A atuação das agências, mesmo autônoma, está margeada pelos ditames do Direito, pois os objetivos estatais não se realizam a qualquer custo. Tanto a propagada reforma da Administração Pública quanto a sua principal meta, ampliar a eficiência da atividade administrativa, estão limitadas pela Constituição da República, com todo o seu arcabouço normativo e principiológico. Esclarecido esse pressuposto, o Judiciário aparece como o Poder mais apto para exercer a fiscalização e controle dos atos regulatórios, concedendo à tarefa de regulação a legitimidade necessária.

[Dados extraídos]:
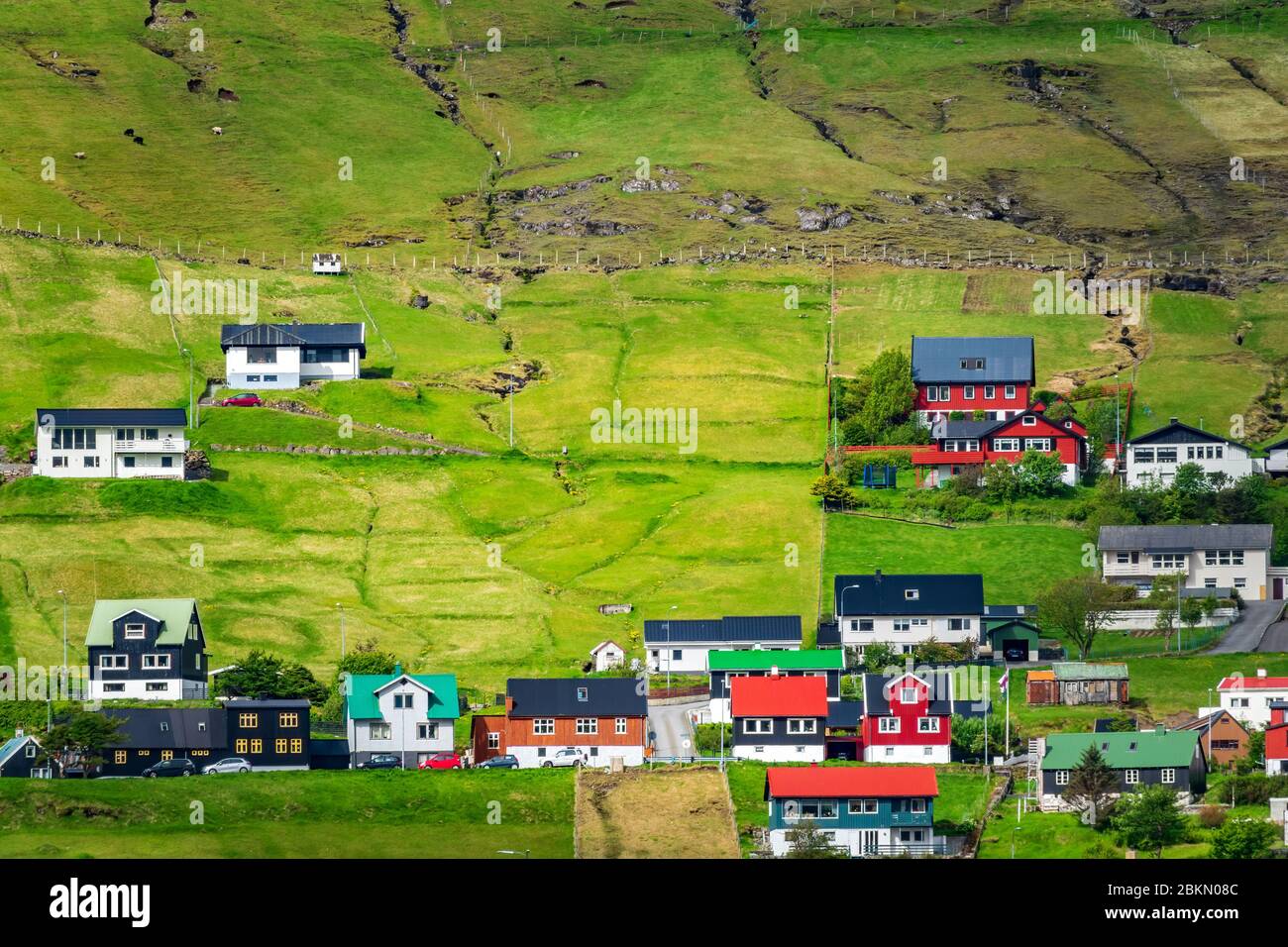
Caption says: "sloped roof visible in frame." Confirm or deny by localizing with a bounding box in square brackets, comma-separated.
[85, 598, 197, 648]
[1042, 730, 1199, 770]
[765, 766, 939, 798]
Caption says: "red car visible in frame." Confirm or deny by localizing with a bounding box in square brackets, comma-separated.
[219, 393, 265, 407]
[420, 753, 465, 770]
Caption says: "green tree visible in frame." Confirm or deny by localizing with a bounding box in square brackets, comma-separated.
[1115, 784, 1186, 858]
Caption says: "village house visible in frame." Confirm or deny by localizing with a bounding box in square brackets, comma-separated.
[1038, 727, 1207, 811]
[34, 407, 188, 480]
[1096, 524, 1284, 600]
[471, 678, 648, 770]
[707, 648, 845, 723]
[911, 335, 1034, 428]
[219, 322, 368, 389]
[1125, 417, 1265, 487]
[729, 674, 828, 763]
[344, 665, 461, 770]
[644, 614, 803, 674]
[765, 766, 944, 858]
[85, 598, 210, 701]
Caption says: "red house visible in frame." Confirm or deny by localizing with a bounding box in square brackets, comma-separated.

[Tarefas a realizar]:
1. Transcreva fielmente o trecho sobre as agências reguladoras, desde "A atuação das" até "a legitimidade necessária.", inclusive.
2. Liste, na ordem em que aparecem, as palavras do trecho sobre as agências reguladoras que começam com letra maiúscula sem abrir frase.
3. Dê prosseguimento ao trecho sobre as agências reguladoras a partir da última frase apresentada.

[Respostas por tarefa]:
1.
A atuação das agências, mesmo autônoma, está margeada pelos ditames do Direito, pois os objetivos estatais não se realizam a qualquer custo. Tanto a propagada reforma da Administração Pública quanto a sua principal meta, ampliar a eficiência da atividade administrativa, estão limitadas pela Constituição da República, com todo o seu arcabouço normativo e principiológico. Esclarecido esse pressuposto, o Judiciário aparece como o Poder mais apto para exercer a fiscalização e controle dos atos regulatórios, concedendo à tarefa de regulação a legitimidade necessária.

2. Direito, Administração, Pública, Constituição, República, Judiciário, Poder

3.
Não que o Judiciário tenha a tutela direta da legitimidade, posto que esta legitimidade, no âmbito de um Estado Democrático de Direito, pertence ao povo, que a exerce diretamente ou por meio de seus representantes legitimamente eleitos. Indiretamente, porém, o Judiciário tem a tutela dessa legitimidade, pois é na norma legal, feita pelos representantes do povo, que se encontra a autorização para o exercício da discricionariedade administrativa. E é o Poder Judiciário que tem a função precípua de tutelar o cumprimento da lei, tutelando, indiretamente, a expressão da vontade do povo.

É claro que, dentro de suas competências, também exercem fiscalização sobre as agências o Poder Executivo e o Legislativo, mas é o Judiciário, responsável pela tutela legal, que irá efetivamente observar e, eventualmente, impedir o descumprimento normativo. Até porque a autonomia das agências é defendida ardorosamente pelo Poder Executivo, o qual, no afã de implementar suas políticas públicas, utiliza-se do poder decisório das agências reguladoras.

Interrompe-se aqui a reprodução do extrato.